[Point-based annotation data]
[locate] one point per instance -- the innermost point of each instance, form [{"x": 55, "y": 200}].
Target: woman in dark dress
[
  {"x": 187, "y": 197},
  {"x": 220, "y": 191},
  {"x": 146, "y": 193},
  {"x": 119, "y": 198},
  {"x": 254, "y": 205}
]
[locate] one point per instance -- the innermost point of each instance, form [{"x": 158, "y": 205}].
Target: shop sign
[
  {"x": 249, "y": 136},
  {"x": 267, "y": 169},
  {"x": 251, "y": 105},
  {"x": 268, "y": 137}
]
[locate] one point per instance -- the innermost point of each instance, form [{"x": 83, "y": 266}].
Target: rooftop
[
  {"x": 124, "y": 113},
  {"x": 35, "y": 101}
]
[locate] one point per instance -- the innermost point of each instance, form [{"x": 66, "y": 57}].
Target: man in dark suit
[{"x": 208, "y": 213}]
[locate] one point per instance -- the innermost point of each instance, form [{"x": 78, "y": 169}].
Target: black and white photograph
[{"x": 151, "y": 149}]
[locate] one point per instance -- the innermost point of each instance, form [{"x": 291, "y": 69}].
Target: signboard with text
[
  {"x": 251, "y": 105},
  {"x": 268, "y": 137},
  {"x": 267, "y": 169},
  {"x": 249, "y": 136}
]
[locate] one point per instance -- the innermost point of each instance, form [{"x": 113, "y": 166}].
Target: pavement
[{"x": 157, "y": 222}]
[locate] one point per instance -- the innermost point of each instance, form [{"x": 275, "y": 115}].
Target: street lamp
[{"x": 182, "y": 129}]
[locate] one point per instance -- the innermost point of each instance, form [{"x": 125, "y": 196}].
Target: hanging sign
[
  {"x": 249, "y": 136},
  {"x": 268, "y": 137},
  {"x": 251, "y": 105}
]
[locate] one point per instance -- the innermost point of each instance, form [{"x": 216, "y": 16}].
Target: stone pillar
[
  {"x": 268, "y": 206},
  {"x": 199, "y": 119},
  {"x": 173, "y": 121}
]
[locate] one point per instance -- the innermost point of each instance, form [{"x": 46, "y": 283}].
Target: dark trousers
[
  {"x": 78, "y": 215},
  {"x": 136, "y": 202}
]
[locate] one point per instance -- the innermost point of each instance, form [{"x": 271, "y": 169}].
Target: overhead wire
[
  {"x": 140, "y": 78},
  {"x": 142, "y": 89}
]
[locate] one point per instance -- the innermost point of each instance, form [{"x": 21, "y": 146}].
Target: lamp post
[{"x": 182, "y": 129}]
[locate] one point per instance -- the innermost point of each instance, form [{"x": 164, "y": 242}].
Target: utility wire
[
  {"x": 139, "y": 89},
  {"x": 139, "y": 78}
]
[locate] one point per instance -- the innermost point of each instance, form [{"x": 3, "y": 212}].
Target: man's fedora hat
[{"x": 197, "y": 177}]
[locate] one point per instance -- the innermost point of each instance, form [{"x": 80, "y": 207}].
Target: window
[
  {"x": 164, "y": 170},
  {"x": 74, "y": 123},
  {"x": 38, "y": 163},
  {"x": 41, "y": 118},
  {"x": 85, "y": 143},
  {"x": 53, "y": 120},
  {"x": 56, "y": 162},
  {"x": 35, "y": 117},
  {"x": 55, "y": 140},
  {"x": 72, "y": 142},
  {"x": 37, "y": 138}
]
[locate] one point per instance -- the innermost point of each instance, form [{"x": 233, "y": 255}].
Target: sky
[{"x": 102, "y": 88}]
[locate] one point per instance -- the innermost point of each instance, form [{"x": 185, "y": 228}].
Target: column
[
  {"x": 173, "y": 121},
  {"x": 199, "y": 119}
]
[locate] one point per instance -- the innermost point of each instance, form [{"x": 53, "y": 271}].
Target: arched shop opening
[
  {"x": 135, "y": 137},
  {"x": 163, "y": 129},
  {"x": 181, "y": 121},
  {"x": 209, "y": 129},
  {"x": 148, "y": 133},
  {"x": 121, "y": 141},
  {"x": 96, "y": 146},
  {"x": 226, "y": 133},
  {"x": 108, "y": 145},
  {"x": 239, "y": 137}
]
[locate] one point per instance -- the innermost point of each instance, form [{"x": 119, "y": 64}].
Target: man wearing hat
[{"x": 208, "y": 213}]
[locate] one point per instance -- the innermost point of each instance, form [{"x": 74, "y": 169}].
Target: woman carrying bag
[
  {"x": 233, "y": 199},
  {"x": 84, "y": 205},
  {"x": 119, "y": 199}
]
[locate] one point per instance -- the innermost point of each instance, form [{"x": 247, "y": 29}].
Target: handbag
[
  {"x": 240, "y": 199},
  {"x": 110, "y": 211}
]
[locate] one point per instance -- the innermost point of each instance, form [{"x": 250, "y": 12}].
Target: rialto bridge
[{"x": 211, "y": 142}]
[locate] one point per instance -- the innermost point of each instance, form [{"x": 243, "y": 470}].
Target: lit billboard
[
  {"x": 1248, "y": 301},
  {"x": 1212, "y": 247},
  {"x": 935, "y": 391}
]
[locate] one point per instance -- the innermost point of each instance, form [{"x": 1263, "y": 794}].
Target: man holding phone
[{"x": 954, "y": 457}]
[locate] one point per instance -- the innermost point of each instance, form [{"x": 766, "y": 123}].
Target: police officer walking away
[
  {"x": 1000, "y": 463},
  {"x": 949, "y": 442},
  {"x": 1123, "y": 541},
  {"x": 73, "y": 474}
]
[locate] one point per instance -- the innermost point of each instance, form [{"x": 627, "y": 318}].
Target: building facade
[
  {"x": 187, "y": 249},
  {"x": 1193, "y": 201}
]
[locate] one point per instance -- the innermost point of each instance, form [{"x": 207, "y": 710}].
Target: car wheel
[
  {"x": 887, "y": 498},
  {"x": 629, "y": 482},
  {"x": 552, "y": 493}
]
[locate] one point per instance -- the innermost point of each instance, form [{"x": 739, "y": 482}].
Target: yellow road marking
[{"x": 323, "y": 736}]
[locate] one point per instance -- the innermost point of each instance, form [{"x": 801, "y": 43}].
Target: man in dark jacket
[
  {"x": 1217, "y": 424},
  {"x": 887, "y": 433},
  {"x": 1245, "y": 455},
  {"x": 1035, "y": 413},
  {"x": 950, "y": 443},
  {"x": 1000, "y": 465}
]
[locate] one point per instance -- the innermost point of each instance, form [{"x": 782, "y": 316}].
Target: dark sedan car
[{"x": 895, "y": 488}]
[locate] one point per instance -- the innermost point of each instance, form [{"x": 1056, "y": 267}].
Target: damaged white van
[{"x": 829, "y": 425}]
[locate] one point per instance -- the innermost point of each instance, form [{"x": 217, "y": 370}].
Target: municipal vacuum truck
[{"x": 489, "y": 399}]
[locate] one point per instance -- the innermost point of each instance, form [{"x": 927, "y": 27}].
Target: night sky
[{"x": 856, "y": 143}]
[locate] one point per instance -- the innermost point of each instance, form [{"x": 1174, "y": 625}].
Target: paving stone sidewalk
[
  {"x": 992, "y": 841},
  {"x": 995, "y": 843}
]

## Exercise brief
Write out every line of the material again, exactly as it reads.

## In response
[locate] one point per instance -- the innermost point of each instance, form [{"x": 55, "y": 200}].
Target: woman in dark dress
[
  {"x": 187, "y": 197},
  {"x": 220, "y": 191},
  {"x": 146, "y": 193},
  {"x": 119, "y": 198},
  {"x": 254, "y": 205}
]
[locate] one point per instance -- the innermost point of each instance, form [{"x": 158, "y": 205}].
Target: shop sign
[
  {"x": 249, "y": 136},
  {"x": 267, "y": 169},
  {"x": 251, "y": 105},
  {"x": 268, "y": 137}
]
[locate] one point per instance -- the innermost point of each instance, form [{"x": 83, "y": 266}].
Target: rooftop
[
  {"x": 124, "y": 113},
  {"x": 35, "y": 101}
]
[locate] one point per instance -- the innermost point of each instance, form [{"x": 66, "y": 57}].
Target: man in dark suit
[{"x": 208, "y": 213}]
[locate] one point per instance -- the innermost point of each instance, form [{"x": 78, "y": 169}].
Target: black and white photograph
[{"x": 151, "y": 149}]
[locate] one point per instance -- the innermost point of each instance, form [{"x": 291, "y": 69}].
Target: signboard with text
[
  {"x": 251, "y": 105},
  {"x": 268, "y": 137},
  {"x": 267, "y": 169},
  {"x": 249, "y": 136}
]
[locate] one point per instance -- the innermost point of each instance, form [{"x": 113, "y": 166}].
Target: pavement
[{"x": 157, "y": 222}]
[locate] one point per instance -- the innermost point of each instance, form [{"x": 275, "y": 115}].
Target: street lamp
[{"x": 182, "y": 129}]
[locate] one point per instance -- the innermost point of each instance, form [{"x": 125, "y": 196}].
Target: hanging sign
[
  {"x": 249, "y": 136},
  {"x": 268, "y": 137},
  {"x": 251, "y": 105}
]
[locate] one point per instance -- the innermost point of each instance, form [{"x": 216, "y": 16}].
Target: stone pillar
[
  {"x": 268, "y": 206},
  {"x": 199, "y": 119},
  {"x": 173, "y": 121}
]
[locate] one point per instance -- the innermost point of each instance, form [{"x": 46, "y": 283}].
Target: dark trousers
[
  {"x": 78, "y": 215},
  {"x": 136, "y": 202}
]
[locate] one point per instance -- the innermost point of each instance, form [{"x": 271, "y": 169}].
Target: overhead wire
[
  {"x": 140, "y": 78},
  {"x": 142, "y": 89}
]
[locate] one point per instance -- the innermost point of each instance, form [{"x": 21, "y": 146}].
Target: lamp post
[{"x": 182, "y": 129}]
[locate] one point per instance -- the innermost point of each instance, form [{"x": 164, "y": 242}].
Target: utility wire
[
  {"x": 139, "y": 89},
  {"x": 139, "y": 78}
]
[locate] one point per instance -- the innermost point of each instance, form [{"x": 3, "y": 212}].
Target: man's fedora hat
[{"x": 197, "y": 177}]
[locate] one point per instance -- the innermost point of each instance, form [{"x": 80, "y": 207}].
Target: window
[
  {"x": 164, "y": 170},
  {"x": 74, "y": 123},
  {"x": 38, "y": 163},
  {"x": 41, "y": 118},
  {"x": 85, "y": 143},
  {"x": 53, "y": 120},
  {"x": 56, "y": 162},
  {"x": 35, "y": 117},
  {"x": 55, "y": 140},
  {"x": 72, "y": 142},
  {"x": 37, "y": 138}
]
[locate] one point per instance -- the innermost point of each instance, form [{"x": 233, "y": 255}].
Target: sky
[{"x": 102, "y": 88}]
[locate] one point per instance -- the innermost point of each instance, form [{"x": 185, "y": 228}].
Target: column
[
  {"x": 173, "y": 121},
  {"x": 199, "y": 119}
]
[locate] one point per instance -- the innermost point of each instance, form [{"x": 53, "y": 271}].
Target: arched shop opening
[
  {"x": 135, "y": 137},
  {"x": 163, "y": 129},
  {"x": 181, "y": 121},
  {"x": 209, "y": 129},
  {"x": 148, "y": 133},
  {"x": 121, "y": 141},
  {"x": 96, "y": 146},
  {"x": 226, "y": 133},
  {"x": 108, "y": 145},
  {"x": 239, "y": 137}
]
[locate] one point per instance -- the innermost point of each instance, form [{"x": 119, "y": 64}].
Target: man wearing hat
[{"x": 208, "y": 213}]
[locate] one point per instance -- the innermost point of each instance, form [{"x": 74, "y": 169}].
Target: woman carrying bag
[
  {"x": 233, "y": 199},
  {"x": 84, "y": 205},
  {"x": 119, "y": 199}
]
[locate] one point per instance -- the innermost point of each instance, form [{"x": 247, "y": 29}].
Target: handbag
[
  {"x": 240, "y": 199},
  {"x": 110, "y": 211}
]
[locate] one point per instance -- the innermost point of each instance, form [{"x": 250, "y": 12}].
Target: rialto bridge
[{"x": 211, "y": 142}]
[locate] one point per instance -- the innermost point of each instance, form [{"x": 243, "y": 470}].
Target: lit billboard
[
  {"x": 1248, "y": 301},
  {"x": 1212, "y": 247},
  {"x": 935, "y": 391}
]
[locate] one point per instance -- the innermost point of each instance, form [{"x": 1263, "y": 794}].
Target: man holding phone
[{"x": 954, "y": 457}]
[locate] one point per instance -- the innermost point of each instance, form [{"x": 766, "y": 123}].
Target: police officer walking away
[
  {"x": 1000, "y": 463},
  {"x": 949, "y": 442},
  {"x": 1123, "y": 541},
  {"x": 73, "y": 474}
]
[locate] one point per instance -- the innermost point of each instance, form [{"x": 627, "y": 318}].
Target: building facade
[
  {"x": 187, "y": 249},
  {"x": 1193, "y": 201}
]
[locate] one point per instance -- the innermost point of each instance, form [{"x": 207, "y": 710}].
Target: car wheel
[
  {"x": 887, "y": 498},
  {"x": 629, "y": 482},
  {"x": 552, "y": 493}
]
[locate] one point per instance -- the innermost point of each instance, form [{"x": 739, "y": 482}].
Target: yellow road marking
[{"x": 323, "y": 736}]
[locate] one point per instance -- the innermost point of each instance, form [{"x": 801, "y": 43}].
Target: man in dark jacket
[
  {"x": 1217, "y": 424},
  {"x": 887, "y": 433},
  {"x": 1245, "y": 455},
  {"x": 1035, "y": 413},
  {"x": 950, "y": 443},
  {"x": 1000, "y": 465}
]
[locate] one point per instance -- the innermost point of each instance, form [{"x": 782, "y": 316}].
Target: dark sedan car
[{"x": 895, "y": 488}]
[locate] one point per instance -- the innermost point of each instance, form [{"x": 1056, "y": 267}].
Target: damaged white van
[{"x": 829, "y": 425}]
[locate] one point per instance -- the innermost point of each instance, form [{"x": 217, "y": 370}].
Target: municipal vacuum truck
[{"x": 489, "y": 399}]
[locate] one point per instance -- the innermost point of each instance, form [{"x": 927, "y": 27}].
Target: night sky
[{"x": 856, "y": 143}]
[locate] one point per instance -- the innermost point of each instance, form [{"x": 1174, "y": 625}].
Target: paving stone sidewalk
[
  {"x": 992, "y": 841},
  {"x": 995, "y": 843}
]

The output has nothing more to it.